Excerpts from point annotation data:
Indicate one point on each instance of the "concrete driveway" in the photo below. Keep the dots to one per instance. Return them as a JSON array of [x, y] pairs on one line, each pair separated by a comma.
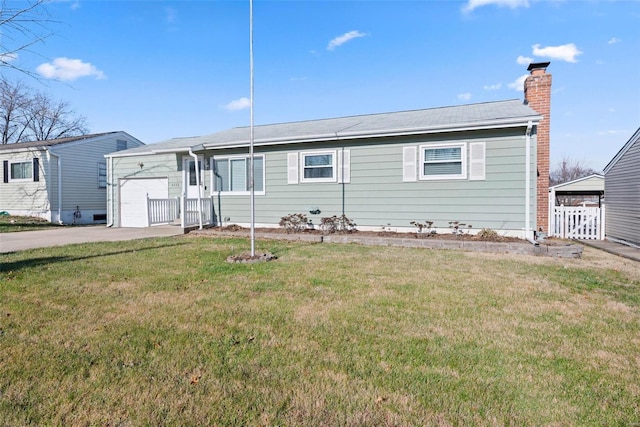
[[11, 242]]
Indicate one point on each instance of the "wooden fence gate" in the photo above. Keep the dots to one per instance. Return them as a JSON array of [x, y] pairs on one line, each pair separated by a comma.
[[578, 222]]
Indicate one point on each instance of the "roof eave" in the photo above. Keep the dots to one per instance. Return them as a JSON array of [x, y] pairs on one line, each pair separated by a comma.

Aim of the exercise:
Give every line of the records above as a JSON list of strings, one string per line, leaving out blank lines and the pictures.

Output of the exercise:
[
  "Indicate one point on each instance of the \"concrete driveway\" in the photo below. Keep the dots to one per instance. Return them as a JSON array of [x, y] pairs on one line, each pair separated by a comma.",
  "[[11, 242]]",
  "Indicate one point on each instance of the \"wooden fence gate\" in the photo above. Keep the dots to one per instance. Return them as a JSON array of [x, y] pairs on one line, each pair separated by a comma.",
  "[[578, 222]]",
  "Indicate one point on each instance of the \"roof eave\" in the photo above. Keep the dots to one per instance. Return them as a JSON array of [x, y] pairs on one line, each pair separated by a comma."
]